Entries taken from a collection
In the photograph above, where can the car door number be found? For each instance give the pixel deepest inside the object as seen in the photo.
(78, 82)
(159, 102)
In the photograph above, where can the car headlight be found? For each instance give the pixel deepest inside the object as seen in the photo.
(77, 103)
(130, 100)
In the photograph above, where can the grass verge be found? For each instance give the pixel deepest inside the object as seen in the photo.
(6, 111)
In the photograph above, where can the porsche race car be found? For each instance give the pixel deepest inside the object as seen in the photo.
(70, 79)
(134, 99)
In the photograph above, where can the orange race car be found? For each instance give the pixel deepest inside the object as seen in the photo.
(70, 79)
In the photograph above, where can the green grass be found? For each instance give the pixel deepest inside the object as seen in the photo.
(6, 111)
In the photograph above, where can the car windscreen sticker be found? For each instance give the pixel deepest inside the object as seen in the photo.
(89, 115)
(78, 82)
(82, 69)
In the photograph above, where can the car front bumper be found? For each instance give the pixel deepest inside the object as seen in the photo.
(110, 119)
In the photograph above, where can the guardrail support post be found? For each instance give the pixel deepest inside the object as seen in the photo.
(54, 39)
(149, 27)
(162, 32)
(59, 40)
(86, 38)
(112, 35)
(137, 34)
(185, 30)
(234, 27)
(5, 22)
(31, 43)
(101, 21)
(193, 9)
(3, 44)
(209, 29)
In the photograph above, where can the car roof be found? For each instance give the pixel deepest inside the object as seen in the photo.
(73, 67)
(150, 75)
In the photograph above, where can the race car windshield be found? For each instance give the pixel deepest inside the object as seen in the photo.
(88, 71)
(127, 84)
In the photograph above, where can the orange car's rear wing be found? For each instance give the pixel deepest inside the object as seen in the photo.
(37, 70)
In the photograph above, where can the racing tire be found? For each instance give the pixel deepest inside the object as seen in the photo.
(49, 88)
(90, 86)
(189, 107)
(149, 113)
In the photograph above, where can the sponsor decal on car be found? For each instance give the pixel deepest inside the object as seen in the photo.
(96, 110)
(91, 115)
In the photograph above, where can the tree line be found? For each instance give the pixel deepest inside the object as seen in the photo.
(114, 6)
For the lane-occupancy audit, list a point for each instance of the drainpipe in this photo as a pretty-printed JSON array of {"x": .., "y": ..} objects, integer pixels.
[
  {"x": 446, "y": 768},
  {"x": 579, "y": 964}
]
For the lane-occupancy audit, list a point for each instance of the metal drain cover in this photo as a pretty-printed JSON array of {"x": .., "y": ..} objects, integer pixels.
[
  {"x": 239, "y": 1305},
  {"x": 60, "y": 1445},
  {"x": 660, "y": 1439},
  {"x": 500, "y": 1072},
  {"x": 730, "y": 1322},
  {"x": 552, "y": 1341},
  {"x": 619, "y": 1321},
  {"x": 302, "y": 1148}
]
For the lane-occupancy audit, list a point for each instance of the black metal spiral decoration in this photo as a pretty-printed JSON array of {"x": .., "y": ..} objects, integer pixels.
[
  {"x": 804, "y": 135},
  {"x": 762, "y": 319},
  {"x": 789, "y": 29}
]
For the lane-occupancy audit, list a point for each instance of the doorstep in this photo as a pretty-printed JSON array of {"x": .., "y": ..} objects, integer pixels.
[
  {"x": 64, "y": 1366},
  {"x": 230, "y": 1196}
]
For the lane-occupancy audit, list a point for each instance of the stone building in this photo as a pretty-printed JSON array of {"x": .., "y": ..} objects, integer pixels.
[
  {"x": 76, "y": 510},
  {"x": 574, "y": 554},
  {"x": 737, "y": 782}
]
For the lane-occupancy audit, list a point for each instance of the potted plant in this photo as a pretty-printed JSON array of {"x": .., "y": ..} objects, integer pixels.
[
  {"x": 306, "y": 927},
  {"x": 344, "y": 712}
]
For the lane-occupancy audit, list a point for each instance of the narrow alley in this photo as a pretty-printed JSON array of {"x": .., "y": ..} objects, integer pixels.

→ DIRECTIONS FOR THIS TASK:
Restate the full data above, keeping each word intact.

→ EXPECTED ANSWER:
In the photograph above, where can the car door number be found? For each instance give the pixel deepest inside the object as seen in the photo.
(78, 82)
(159, 102)
In the photograph above, where can the car headlight be found? For each instance give the pixel deepest inside the object as seen in the photo.
(77, 103)
(130, 100)
In the photograph above, where can the grass verge be found? For each instance give the pixel deepest inside the object as seen in the photo.
(6, 111)
In the photograph above, where can the porsche race car be found? For each instance give the pixel deepest inside the object as seen in the photo.
(70, 79)
(134, 99)
In the photograph above, where can the orange race car be found? For each instance give the pixel deepest inside the object as seen in the photo.
(70, 79)
In the photograph above, where can the green grass be found? For each instance give the pixel deepest inside the object as seen in the photo.
(6, 111)
In the photograph above, where can the car windscreen sticker be found? For each instance give the pixel deepest inside the object as seen in the photo.
(89, 115)
(78, 82)
(82, 69)
In the photograph above, where can the car front bumper be found? For each instance give the pixel deepest inside the object as seen in the photo.
(110, 119)
In the photograph above, where can the guardrail support post be found? For each instance give the pixel deepest inside the object as seen in the photo.
(54, 39)
(149, 27)
(162, 32)
(59, 40)
(86, 38)
(112, 35)
(137, 34)
(185, 30)
(234, 27)
(5, 22)
(31, 43)
(101, 21)
(193, 9)
(3, 44)
(209, 29)
In the photograph above, where can the car roof be found? For each instance give the pixel deepest inside the object as seen in the photo.
(73, 67)
(150, 75)
In the photograph above, where can the race car windshield be found? For each instance give the pixel deepest inside the object as seen in the photo.
(88, 71)
(127, 84)
In the photograph above, where can the orange car's rear wing be found? For each instance give the pixel deepest inside the object as seen in the photo.
(37, 70)
In the photograph above, where can the racing tire be found? For each instance give the pixel deepest inside the object as seen in the photo.
(49, 88)
(90, 86)
(189, 107)
(149, 113)
In the photograph above, where can the sponsor decal on car be found? For each instance give the pixel deepest inside the object as seen in the photo.
(96, 110)
(91, 115)
In the photograph above, where can the tree line be found? For each instance give the pixel deepest inside the object as seen in the photo.
(114, 6)
For the lane-occupancy audit, list a point for each instance of the drainpipe in this photo as a pretty-printed JSON array of {"x": .., "y": ..} objects, integer pixels.
[
  {"x": 446, "y": 768},
  {"x": 579, "y": 964}
]
For the lane-occupancy audit, list a point for each instance of the metal drain cover in this photo as a pretty-printed JSON array of {"x": .., "y": ..} objects, integer pixels.
[
  {"x": 239, "y": 1305},
  {"x": 60, "y": 1445},
  {"x": 660, "y": 1439},
  {"x": 500, "y": 1072},
  {"x": 730, "y": 1322},
  {"x": 552, "y": 1341},
  {"x": 619, "y": 1321},
  {"x": 302, "y": 1148}
]
For the lane-occupancy audit, list a point for each instance of the black metal spiral decoration in this photo as a pretty-printed JSON array of {"x": .., "y": ..} objects, integer pixels.
[
  {"x": 804, "y": 135},
  {"x": 762, "y": 319},
  {"x": 789, "y": 29}
]
For the lane-occupancy audit, list a point for each instance of the doorstep in this photo as a pretty-printed JSON array of {"x": .., "y": ..} objects, integer pixels.
[
  {"x": 64, "y": 1366},
  {"x": 230, "y": 1196}
]
For the lane-occupancy audit, list a point for each instance of the stone building in this photo as a pretty-printed JSON array of {"x": .., "y": ..} objects, integer pixels.
[
  {"x": 76, "y": 510},
  {"x": 574, "y": 554},
  {"x": 737, "y": 782}
]
For the lane-occupancy audit, list a point for each instance of the potted plant in this photo as a pretty-printed JSON array of {"x": .., "y": ..} objects, integer pixels.
[
  {"x": 306, "y": 927},
  {"x": 344, "y": 712}
]
For the lane-occupancy audit, list a point for each instance of the narrow alley in this photo as a pretty-printed JSON array of {"x": .., "y": ..} objects, integer pixels.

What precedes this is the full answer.